> **About this exercise**
Look over the entries that follow. Report how many lines contain "mound", with nothing else.

> **Data in this exercise**

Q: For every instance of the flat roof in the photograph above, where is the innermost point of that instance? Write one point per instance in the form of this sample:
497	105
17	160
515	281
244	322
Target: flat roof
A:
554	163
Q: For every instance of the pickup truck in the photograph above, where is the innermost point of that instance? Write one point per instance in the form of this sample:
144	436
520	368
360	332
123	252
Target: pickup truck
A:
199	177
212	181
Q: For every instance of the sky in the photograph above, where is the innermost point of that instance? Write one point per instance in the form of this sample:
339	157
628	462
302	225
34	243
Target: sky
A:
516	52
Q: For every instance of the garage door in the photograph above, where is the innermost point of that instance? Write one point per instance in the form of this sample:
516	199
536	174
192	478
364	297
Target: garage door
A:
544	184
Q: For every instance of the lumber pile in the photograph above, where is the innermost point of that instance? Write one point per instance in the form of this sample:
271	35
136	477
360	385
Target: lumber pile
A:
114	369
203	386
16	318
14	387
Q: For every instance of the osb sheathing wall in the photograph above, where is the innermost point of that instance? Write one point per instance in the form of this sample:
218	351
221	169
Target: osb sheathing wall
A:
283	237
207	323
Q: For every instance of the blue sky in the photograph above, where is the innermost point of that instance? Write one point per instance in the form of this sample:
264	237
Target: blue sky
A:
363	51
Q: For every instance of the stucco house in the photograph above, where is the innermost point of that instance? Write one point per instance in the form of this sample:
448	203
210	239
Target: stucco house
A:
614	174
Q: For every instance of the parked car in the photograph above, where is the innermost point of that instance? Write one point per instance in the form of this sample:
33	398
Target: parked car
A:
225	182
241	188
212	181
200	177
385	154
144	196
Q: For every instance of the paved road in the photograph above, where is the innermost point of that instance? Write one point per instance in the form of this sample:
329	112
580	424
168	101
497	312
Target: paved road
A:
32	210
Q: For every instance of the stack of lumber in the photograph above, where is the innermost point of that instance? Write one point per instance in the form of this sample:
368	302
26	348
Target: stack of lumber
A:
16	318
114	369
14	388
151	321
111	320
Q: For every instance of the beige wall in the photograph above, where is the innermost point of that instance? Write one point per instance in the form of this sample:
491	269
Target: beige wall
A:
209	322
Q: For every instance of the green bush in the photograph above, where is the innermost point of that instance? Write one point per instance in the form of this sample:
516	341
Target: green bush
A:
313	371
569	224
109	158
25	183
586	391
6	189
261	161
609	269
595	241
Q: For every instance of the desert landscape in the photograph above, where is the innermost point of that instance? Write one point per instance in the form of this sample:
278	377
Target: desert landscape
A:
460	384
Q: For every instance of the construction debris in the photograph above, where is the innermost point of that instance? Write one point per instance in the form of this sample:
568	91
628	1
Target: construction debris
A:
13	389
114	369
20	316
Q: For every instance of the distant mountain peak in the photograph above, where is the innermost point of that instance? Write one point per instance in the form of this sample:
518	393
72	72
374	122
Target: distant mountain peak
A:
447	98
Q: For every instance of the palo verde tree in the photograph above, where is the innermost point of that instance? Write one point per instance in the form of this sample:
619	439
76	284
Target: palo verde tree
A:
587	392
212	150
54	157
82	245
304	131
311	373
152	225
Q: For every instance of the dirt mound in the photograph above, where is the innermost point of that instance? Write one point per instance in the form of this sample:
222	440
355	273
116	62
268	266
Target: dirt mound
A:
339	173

> **Solution**
2